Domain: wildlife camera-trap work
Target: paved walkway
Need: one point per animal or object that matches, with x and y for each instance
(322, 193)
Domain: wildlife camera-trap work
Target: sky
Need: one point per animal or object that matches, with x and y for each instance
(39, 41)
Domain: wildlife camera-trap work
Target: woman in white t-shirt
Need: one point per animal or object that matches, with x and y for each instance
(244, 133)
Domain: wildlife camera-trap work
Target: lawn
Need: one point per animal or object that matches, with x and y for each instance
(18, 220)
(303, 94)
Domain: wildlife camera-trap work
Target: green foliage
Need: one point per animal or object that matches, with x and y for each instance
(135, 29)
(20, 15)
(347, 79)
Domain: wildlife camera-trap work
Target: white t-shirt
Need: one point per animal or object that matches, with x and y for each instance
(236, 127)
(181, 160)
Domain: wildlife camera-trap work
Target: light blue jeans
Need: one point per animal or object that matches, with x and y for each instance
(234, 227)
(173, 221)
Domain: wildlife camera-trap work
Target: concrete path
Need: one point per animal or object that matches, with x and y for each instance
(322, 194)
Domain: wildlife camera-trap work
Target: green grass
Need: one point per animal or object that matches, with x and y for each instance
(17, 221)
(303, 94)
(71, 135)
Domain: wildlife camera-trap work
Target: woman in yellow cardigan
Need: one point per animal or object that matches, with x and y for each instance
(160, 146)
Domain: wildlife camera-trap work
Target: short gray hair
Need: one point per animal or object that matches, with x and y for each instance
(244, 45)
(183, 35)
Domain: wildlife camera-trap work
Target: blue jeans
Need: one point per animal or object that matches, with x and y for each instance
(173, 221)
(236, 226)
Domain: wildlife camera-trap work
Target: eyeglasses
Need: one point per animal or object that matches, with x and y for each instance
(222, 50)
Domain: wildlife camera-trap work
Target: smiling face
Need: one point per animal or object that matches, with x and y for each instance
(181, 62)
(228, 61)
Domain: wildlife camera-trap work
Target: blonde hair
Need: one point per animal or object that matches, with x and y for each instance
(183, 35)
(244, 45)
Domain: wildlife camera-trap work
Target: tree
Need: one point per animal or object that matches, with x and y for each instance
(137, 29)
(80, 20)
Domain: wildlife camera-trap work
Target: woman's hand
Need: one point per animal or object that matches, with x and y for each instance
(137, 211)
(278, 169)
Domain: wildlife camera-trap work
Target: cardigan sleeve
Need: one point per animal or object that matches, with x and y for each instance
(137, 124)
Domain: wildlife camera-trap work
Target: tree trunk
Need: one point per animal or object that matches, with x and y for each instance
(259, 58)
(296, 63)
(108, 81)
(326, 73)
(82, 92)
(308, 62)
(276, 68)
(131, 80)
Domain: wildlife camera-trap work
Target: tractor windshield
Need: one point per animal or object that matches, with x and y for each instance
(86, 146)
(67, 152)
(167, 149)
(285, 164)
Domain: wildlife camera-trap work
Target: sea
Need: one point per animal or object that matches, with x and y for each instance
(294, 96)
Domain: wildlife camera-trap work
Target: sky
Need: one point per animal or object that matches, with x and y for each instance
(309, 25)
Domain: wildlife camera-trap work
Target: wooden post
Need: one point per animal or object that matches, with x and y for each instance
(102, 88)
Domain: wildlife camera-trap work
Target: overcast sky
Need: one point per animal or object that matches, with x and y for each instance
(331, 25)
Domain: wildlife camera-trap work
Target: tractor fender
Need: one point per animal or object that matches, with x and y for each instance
■ ■ ■
- _What you will do_: Transcribe all of the lines in the records precisely.

- _Solved exercise_:
Domain: wildlife camera-trap work
Target: paved walkway
Need: one point per animal or object that matches, with x and y for each instance
(322, 193)
Domain: wildlife camera-trap work
Target: sky
Need: one point per animal or object that matches, with x and y for each instance
(39, 41)
Domain: wildlife camera-trap work
Target: woman in white t-shirt
Need: one point per animal or object that matches, with x and y for each instance
(244, 133)
Domain: wildlife camera-trap work
Target: lawn
Need: one point per animal or object that matches, with x and y for each instance
(18, 220)
(303, 94)
Domain: wildlife camera-trap work
Target: green foliage
Need: one point per animal or object that matches, with x and y for each instance
(135, 29)
(20, 15)
(347, 79)
Domain: wildlife camera-trap work
Target: white t-shirt
Need: one point per animal or object that matches, with x and y for each instance
(236, 127)
(181, 160)
Domain: wildlife camera-trap work
Target: light blue jeans
Need: one point per animal or object that matches, with x and y for each instance
(234, 227)
(173, 221)
Domain: wildlife camera-trap work
Target: concrete path
Need: one point per animal or object that matches, with x and y for each instance
(322, 194)
Domain: wildlife camera-trap work
Target: green grass
Need: one point per animal or object that matches, with x and y for each instance
(17, 221)
(303, 94)
(71, 135)
Domain: wildlife camera-trap work
Target: woman in yellow cardigan
Need: one point per animal or object that matches, with x and y for each instance
(160, 146)
Domain: wildlife camera-trap work
Target: short gray hair
Need: one point per animal or object that matches, with x and y for each instance
(244, 45)
(183, 35)
Domain: wildlife camera-trap work
Target: blue jeans
Need: one point per animal or object that matches, with x and y for each instance
(173, 221)
(236, 226)
Domain: wildlife camera-trap work
Target: eyeglasses
Need: one point per animal or object that matches, with x and y for each instance
(222, 50)
Domain: wildlife camera-trap work
Target: smiling face
Need: one point per animal or object that matches, with x and y for each instance
(181, 62)
(228, 61)
Domain: wildlife camera-trap work
Target: blonde hair
Need: one point per animal or object that matches, with x and y for each instance
(183, 35)
(244, 45)
Domain: wildlife camera-trap work
Target: tree
Need: one point per animal or object that matches, with x and y for each instance
(137, 29)
(80, 20)
Domain: wildlife camera-trap work
Target: woman's hand
Need: one point per animal or object that matches, with x and y for each instance
(137, 211)
(278, 169)
Domain: wildlife camera-trap work
Target: cardigan sleeve
Need: one point per animal or object that matches, with x and y for each instance
(137, 124)
Domain: wildlife camera-trap work
Target: tree trunk
Need: one point per animal or object that matches, with x and y for each instance
(259, 58)
(296, 63)
(108, 81)
(326, 73)
(82, 92)
(308, 62)
(276, 68)
(131, 80)
Domain: wildlife camera-trap work
Target: tractor windshield
Need: one point per animal or object that matches, with x and y for each instance
(86, 146)
(67, 152)
(167, 149)
(285, 164)
Domain: wildlife camera-trap work
Target: sea
Need: one point per animal or object that matches, with x and y for each instance
(294, 96)
Domain: wildlife camera-trap work
Target: sky
Need: one point per animal or object that matches, with x and y for each instance
(309, 25)
Domain: wildlife camera-trap work
Target: wooden post
Need: one point per animal or object that matches, with x and y for each instance
(102, 88)
Domain: wildlife camera-trap work
Target: overcast sky
Need: one point per animal or object that matches, with x and y for each instance
(331, 25)
Domain: wildlife camera-trap work
Target: tractor fender
Need: one point per animal or object that matches, with x and y for each instance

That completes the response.